* _YOUR TASK_:
Please read the excerpt on weld seam inspection: which backbone did Zhao et al. pair with YOLOv8s-seg?

* _SELECTED EXCERPT_:

::::::::::

2.1. Progress of Instance Segmentation in Weld Seam Inspection

Traditional weld seam detection methods primarily rely on image preprocessing, edge detection, and handcrafted feature extraction algorithms, such as the Canny operator [19], Hough transform [20], and grayscale histogram analysis. These classical computer vision approaches played a role in early-stage weld seam recognition but often suffer from poor robustness and limited generalization when applied to industrial weld images characterized by strong reflections, complex backgrounds, and irregular shapes. With the introduction of convolutional neural networks (CNNs), weld seam detection has gradually shifted toward an end-to-end deep learning paradigm, enabling the direct extraction of multi-scale and semantically rich features from raw images, thereby significantly improving recognition performance.

CNN-based object detection models, such as Faster R-CNN [21], the YOLO series [12,22,23,24], and RetinaNet [25], have been widely applied to weld seam localization tasks, achieving a favorable balance between detection accuracy and real-time performance. However, weld seams typically exhibit elongated and variable geometries, blurred boundaries, and susceptibility to interference. As a result, traditional bounding box-based detection methods often fall short of meeting the pixel-level localization requirements of practical welding systems. To address these limitations, research has gradually shifted toward instance segmentation approaches, including Mask R-CNN [5], SOLOv2 [8], YOLACT [6], and Mask2Former [11]. These methods not only predict the location of weld seams but also generate precise masks for each instance, providing a solid theoretical foundation for high-precision recognition in complex weld seam regions.

In recent studies, Gao et al. [26] proposed an improved version of YOLOv5 by integrating re-parameterized convolutional networks and attention mechanisms, enabling more accurate localization of weld feature points under high-noise conditions. Zou et al. [27] designed a lightweight SOLOv2-based architecture for weld seam instance segmentation, effectively improving both inference speed and segmentation quality. Zhao et al. [28] combined YOLOv8s-seg with a MobileNetV3 backbone to achieve real-time instance mask segmentation of weld seams on resource-constrained devices. These methods have been validated in complex industrial welding environments. Although challenges such as background interference and weld shape variability remain, structural customization and transfer learning strategies have significantly enhanced model adaptability and robustness in task-specific welding scenarios.

::::::::::

* _DATA EXCERPT_:

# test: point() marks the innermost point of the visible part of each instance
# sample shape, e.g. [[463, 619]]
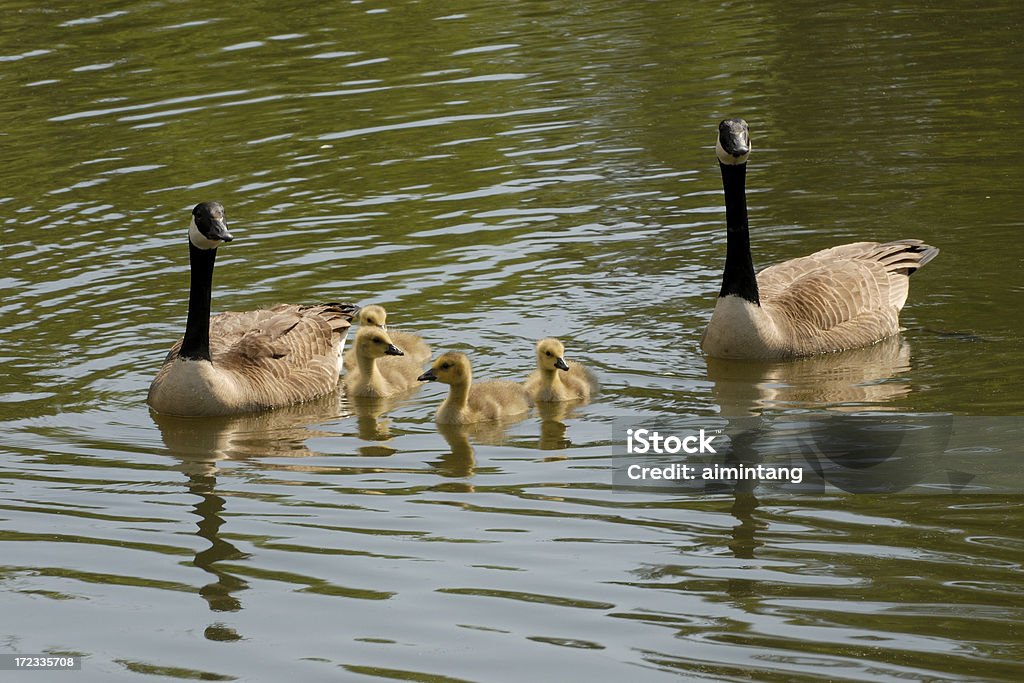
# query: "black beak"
[[218, 230]]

::::::::::

* _FULL RESPONSE_:
MobileNetV3